**Given data**
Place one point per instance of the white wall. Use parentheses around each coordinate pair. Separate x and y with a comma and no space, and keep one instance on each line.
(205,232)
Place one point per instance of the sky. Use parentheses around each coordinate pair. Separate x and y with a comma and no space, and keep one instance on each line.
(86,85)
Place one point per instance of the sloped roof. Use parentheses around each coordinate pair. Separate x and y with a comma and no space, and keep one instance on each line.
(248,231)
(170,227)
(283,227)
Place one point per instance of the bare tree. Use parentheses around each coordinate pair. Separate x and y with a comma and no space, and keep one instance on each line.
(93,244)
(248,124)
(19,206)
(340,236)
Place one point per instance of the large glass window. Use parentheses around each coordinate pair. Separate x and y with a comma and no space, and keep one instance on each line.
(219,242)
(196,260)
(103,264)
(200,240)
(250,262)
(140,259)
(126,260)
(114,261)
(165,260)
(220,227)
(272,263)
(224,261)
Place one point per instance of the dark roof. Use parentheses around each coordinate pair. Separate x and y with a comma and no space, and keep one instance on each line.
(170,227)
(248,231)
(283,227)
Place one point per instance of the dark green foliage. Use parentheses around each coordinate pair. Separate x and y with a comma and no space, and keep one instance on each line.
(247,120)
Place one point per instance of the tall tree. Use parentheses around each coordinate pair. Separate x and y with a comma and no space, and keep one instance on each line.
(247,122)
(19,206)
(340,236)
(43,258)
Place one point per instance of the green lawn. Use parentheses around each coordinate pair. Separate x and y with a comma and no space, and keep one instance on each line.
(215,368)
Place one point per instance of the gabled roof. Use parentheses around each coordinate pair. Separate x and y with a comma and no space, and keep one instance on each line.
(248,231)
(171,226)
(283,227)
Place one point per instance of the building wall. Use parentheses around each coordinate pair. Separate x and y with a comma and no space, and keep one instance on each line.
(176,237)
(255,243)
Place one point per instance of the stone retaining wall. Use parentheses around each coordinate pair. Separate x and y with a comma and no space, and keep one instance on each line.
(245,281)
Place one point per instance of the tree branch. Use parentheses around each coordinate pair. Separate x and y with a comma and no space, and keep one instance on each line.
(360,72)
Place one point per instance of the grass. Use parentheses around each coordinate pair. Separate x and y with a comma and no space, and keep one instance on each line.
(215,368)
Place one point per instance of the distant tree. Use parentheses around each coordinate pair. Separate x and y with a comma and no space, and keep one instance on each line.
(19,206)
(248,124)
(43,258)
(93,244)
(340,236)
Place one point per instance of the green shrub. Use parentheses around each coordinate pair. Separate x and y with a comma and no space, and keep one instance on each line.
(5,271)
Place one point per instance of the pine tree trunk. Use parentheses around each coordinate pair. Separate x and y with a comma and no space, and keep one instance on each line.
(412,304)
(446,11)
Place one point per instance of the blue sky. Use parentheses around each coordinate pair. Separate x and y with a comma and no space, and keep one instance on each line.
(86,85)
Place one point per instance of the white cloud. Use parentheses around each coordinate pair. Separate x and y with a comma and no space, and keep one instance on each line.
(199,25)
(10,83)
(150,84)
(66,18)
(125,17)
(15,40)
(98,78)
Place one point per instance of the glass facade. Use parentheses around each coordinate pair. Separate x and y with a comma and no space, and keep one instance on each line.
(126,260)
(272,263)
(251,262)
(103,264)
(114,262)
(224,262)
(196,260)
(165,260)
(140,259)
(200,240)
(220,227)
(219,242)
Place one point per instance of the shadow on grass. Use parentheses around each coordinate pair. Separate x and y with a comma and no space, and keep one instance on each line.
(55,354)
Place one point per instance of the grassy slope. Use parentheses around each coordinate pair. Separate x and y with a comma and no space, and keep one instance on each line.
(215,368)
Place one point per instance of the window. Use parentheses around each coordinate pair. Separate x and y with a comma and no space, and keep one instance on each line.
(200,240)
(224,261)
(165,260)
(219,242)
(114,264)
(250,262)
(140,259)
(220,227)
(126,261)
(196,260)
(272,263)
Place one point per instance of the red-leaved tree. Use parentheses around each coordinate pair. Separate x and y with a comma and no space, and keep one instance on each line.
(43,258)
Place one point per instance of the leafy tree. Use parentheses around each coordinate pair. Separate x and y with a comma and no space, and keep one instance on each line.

**Exercise aim**
All of the material above needs to be retyped word for word.

**Full output**
Place one point per instance of the white wall. Use parentheses around each coordinate pair. Separate x and y with a comma and no space, and keep one instance on each line.
(205,232)
Place one point per instance of the sky. Use parentheses around each coordinate pair. Separate x and y with a comma and no space, and keep one instance on each line.
(86,85)
Place one point per instance of the sloped roof. Use parentheses around each coordinate pair. Separate x and y with a comma and no space, and keep one instance on each line.
(248,231)
(170,227)
(283,227)
Place one point per instance of the bare tree. Use parentheses around each coordinate pair. Separate x and y with a comma and no space, and keep one instance on each line.
(93,244)
(248,124)
(19,206)
(340,236)
Place one point per instance of the large glass window. Use parentheses around each coordinate pair. Separate x and y with a comma and no space, and keep one instance on each line.
(219,242)
(196,260)
(103,264)
(200,240)
(250,262)
(140,259)
(126,260)
(114,261)
(165,260)
(220,227)
(272,263)
(224,261)
Place one point per instance of the dark roof. Use parentheses around each coordinate pair. Separate x and y with a comma and no space, and keep one instance on each line.
(170,227)
(248,231)
(283,227)
Place one point per instance of the dark green foliage. Use parentheses around each coordinate pair. Separate x and y with a comma and no space, and keep one instance on each line.
(247,120)
Place one point per instance of the tall tree. Use parentheses around each coordinate pair. Separate x and y with a comma and no space, and keep one instance on each line.
(247,122)
(19,206)
(340,236)
(43,258)
Place one point per instance of the green lawn. Use parentheses around each coordinate pair. Separate x and y with a comma and no space, and keep one instance on each line.
(215,368)
Place one point per instance of the gabled roof. Use parentheses around each coordinate pair. Separate x and y with a comma and no space, and keep one instance on each line.
(248,231)
(171,226)
(283,227)
Place one point per instance of the building wall. Use parentheses around each coordinate pair. Separate x and y with a comma and no space, and keep one instance on each line.
(176,237)
(255,243)
Place one point per instance of the stone retaining wall. Use parentheses around each coordinate pair. Separate x and y with a comma and no space, and keep one instance on each line.
(245,281)
Place one point per instance of the tree branch. Use parentheses around each coordinate pair. Separate x and y with a comma and no space, and keep one instance on each line.
(360,72)
Place one point per instance of the grass. Use parentheses around each coordinate pair. Separate x and y with a comma and no space, and keep one instance on each line.
(215,368)
Place one point per instance of the distant tree. Use parentheses around each coordinate pair. Separate x and y with a comma and no space, and keep one instance on each line.
(19,206)
(248,124)
(43,258)
(93,244)
(340,236)
Place one point per instance of the green shrub. Use parentheses around each coordinate pair. Separate x and y with a comma and no space, and keep one instance on each line.
(5,271)
Place one point per instance of the pine tree trunk. Use parentheses around each coordinate pair. Separate x and y with a comma and no space, and keep one instance on each line.
(412,304)
(446,11)
Place one point per instance of the blue sky. Use parentheses around each coordinate pair. Separate x and y with a comma and no space, and keep one instance on each line.
(86,85)
Place one point per instance of the white cloud. Use parentheses around each coordinate pair. Separate x and y with a comma and no space, and keep one instance on each line.
(199,25)
(10,83)
(150,84)
(66,18)
(125,17)
(15,40)
(98,78)
Place one point per instance of the glass facade. Use parentheses around each coordinate pair. Separate x and y with a comma and no space, and keep one instance on each line.
(126,260)
(272,263)
(251,262)
(103,264)
(114,262)
(224,262)
(196,260)
(165,260)
(140,259)
(200,240)
(220,227)
(219,242)
Place one point per instance of the shadow on grass. Use parentheses around each coordinate pair. Separate x and y with a comma and no space, and keep one instance on each line.
(55,354)
Place one point per instance of the grassy slope. Use parentheses around each coordinate pair. Separate x and y with a comma and no space, and keep one instance on each line.
(215,368)
Place one point per instance of the window. Use parentheses around each coordinate pair. Separate x and y with a comma and no space, and keep one instance on each line.
(200,240)
(224,261)
(165,260)
(219,242)
(114,264)
(250,262)
(140,259)
(220,227)
(126,261)
(196,260)
(272,263)
Place one point per instance of the red-leaved tree. Use parentheses around each coordinate pair. Separate x and y with a comma and no space, and keep one instance on each line.
(43,258)
Place one point per instance of the leafy tree. Use parentheses around each coordinate pair. Separate x and y with a comma and no space, and keep one instance on each line.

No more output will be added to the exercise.